▶ **Goal**: Arrange all of the items below as a numbered list, omitting any blank lines.

(Point labeling items)
....

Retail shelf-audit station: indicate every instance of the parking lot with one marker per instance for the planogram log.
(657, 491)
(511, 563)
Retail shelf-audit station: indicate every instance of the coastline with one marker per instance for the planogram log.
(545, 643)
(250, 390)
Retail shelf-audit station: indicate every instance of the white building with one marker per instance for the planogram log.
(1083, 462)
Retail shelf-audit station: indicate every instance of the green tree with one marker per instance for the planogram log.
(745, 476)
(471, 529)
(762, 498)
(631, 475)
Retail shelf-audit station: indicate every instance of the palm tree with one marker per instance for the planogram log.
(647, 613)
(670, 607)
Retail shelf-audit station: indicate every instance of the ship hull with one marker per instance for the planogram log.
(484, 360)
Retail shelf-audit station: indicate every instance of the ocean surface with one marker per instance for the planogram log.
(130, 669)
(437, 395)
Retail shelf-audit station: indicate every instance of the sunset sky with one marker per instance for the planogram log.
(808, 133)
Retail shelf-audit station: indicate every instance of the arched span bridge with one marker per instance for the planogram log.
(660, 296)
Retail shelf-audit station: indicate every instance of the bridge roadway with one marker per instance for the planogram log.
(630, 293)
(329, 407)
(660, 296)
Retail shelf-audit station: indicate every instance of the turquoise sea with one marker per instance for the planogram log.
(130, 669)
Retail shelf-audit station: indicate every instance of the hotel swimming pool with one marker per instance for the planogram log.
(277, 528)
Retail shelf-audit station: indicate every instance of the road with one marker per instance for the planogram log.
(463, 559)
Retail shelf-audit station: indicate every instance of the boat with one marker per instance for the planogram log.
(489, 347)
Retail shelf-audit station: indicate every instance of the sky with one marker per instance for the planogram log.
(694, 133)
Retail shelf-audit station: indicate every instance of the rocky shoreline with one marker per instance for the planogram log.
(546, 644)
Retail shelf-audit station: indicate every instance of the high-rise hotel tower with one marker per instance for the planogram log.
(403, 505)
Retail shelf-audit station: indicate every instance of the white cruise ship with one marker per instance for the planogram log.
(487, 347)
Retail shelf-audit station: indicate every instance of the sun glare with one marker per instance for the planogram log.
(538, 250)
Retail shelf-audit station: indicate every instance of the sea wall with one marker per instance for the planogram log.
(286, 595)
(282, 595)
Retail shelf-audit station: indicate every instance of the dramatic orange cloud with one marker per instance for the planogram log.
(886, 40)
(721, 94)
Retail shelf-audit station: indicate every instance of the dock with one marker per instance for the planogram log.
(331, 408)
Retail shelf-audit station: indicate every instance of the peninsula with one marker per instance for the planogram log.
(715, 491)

....

▶ **Result of this exercise**:
1. Retail shelf-audit station: indicate every instance of the parking lot with one marker per instance for the planogram log.
2. (657, 491)
3. (511, 563)
4. Retail shelf-audit station: indicate every instance of the coastline with one marker per instance for the planogram log.
5. (545, 643)
6. (250, 390)
7. Retail shelf-audit station: indicate every instance of the white building with one marker per instance for the planogram log.
8. (1083, 462)
9. Retail shelf-audit station: indicate every instance of the green tree with one marker per instance for the planogram log.
10. (745, 476)
11. (471, 529)
12. (762, 498)
13. (631, 475)
14. Retail shelf-audit station: indicate every instance of the palm tree with one marker per instance for the planogram log.
15. (647, 613)
16. (670, 607)
17. Retail shelf-audit station: indicate every instance of the ship hull with one marker per instance for the planogram log.
18. (484, 360)
19. Retail shelf-audit station: indicate every instance of the ocean surface with one marker per instance for the planogram log.
20. (130, 669)
21. (437, 395)
22. Retail shelf-audit station: indicate every instance of the sunset sky with one marker per instance for the planogram log.
23. (808, 133)
24. Retail shelf-audit station: indicate every instance of the arched span bridge with one marker per instance for the planogram log.
25. (660, 296)
26. Retail shelf-audit station: indicate every instance of the bridge roadway with one marker per instance for the planogram log.
27. (630, 293)
28. (329, 407)
29. (660, 296)
30. Retail shelf-audit station: indicate every instance of the turquoise sea with one marker per instance for the planogram log.
31. (130, 669)
32. Retail shelf-audit station: indicate every instance of the hotel swimming pool with one marker per instance for the planogram log.
33. (277, 528)
34. Retail shelf-audit station: indicate every instance of the road with one marker per instance for the planogram log.
35. (463, 559)
36. Retail shelf-audit station: indicate every instance of the boat with one marker per instance for the planogram log.
37. (489, 347)
38. Retail shelf-audit station: indicate every instance of the sky with one marker per instance for the planogram log.
39. (694, 133)
40. Retail shelf-audit station: indicate every instance of the rocky shoreline with one marker per instance for the planogram log.
41. (546, 644)
42. Retail shelf-audit station: indicate every instance of the high-rise hotel tower with one marker per instance for the planogram log.
43. (403, 505)
44. Retail shelf-audit station: indicate every instance of the white cruise ship with one marker per instance for the planogram log.
45. (487, 347)
46. Retail shelf-audit station: indicate every instance of the sun glare with one marker per instance for the planogram log.
47. (538, 250)
48. Retail shelf-audit station: indicate every instance of the sea wall with one marker per instance for the planogram log.
49. (286, 595)
50. (282, 595)
51. Retail shelf-audit station: indicate every instance of the dramatic orange cloud with one marker per instance for the planogram log.
52. (886, 40)
53. (721, 94)
54. Retail shelf-audit station: indicate every instance of the dock with one marker per instance for the planogram log.
55. (331, 408)
56. Retail shelf-audit station: indicate every instance of the peninsula with one marker per instance for the planogram log.
57. (715, 491)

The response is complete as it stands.